Content starts
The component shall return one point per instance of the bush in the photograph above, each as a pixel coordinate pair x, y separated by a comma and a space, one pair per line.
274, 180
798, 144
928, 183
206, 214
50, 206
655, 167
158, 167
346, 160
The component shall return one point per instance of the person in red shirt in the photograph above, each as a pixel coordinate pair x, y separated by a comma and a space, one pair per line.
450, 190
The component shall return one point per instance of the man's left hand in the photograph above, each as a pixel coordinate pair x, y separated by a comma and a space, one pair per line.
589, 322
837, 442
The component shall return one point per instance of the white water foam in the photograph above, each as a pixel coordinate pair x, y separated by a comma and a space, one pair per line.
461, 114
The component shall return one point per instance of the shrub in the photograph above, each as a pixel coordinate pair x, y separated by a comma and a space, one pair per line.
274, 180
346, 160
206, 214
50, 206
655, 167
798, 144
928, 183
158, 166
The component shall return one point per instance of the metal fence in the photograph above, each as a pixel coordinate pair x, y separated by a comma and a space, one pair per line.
Content ends
Content starts
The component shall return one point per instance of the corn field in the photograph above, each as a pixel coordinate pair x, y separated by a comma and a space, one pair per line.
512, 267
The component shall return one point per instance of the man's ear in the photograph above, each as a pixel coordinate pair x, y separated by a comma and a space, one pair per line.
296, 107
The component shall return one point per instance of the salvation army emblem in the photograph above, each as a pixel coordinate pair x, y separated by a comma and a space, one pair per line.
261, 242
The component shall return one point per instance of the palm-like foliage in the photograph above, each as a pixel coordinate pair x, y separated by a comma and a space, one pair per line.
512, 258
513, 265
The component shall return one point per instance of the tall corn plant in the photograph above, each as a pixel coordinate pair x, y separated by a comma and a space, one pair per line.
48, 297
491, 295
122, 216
Content ends
## Exercise objective
After locating the line with "The component shall return one point per instance of the bush" in the material above, return it and each line after it exactly, ending at the line with "The component shall return one point per instance of the metal".

## Output of the exercise
The component shall return one point per instance of the bush in the photograph above, each as a pixel coordinate pair x, y separated by a comma and a space, one pair per line.
274, 180
798, 144
928, 183
206, 214
50, 206
655, 167
158, 167
346, 160
The component shall return one point per instance of the person in red shirt in the photograph above, each as a pixel coordinate pair x, y separated by a comma and a space, one pair per line.
450, 190
The component shall return one point per instance of the man's left hand in the photograph above, each as a pixel coordinate pair x, y separated by a comma and a space, one pair per line.
589, 322
837, 442
The component shall return one point per instance of the white water foam in the photograph above, each as a pixel coordinate pair x, y separated by a comma and a space, one pair per line.
461, 114
The component shall return one point per instance of the shrub in the photograph above, each as a pixel coordinate pair x, y separated by a comma and a space, one pair per line.
274, 180
346, 160
206, 214
50, 206
655, 167
798, 144
928, 183
158, 166
The component shall return one point per instance of the metal fence in the photograph above, each as a pixel coordinate pair x, y separated by a comma and a space, one pair per line.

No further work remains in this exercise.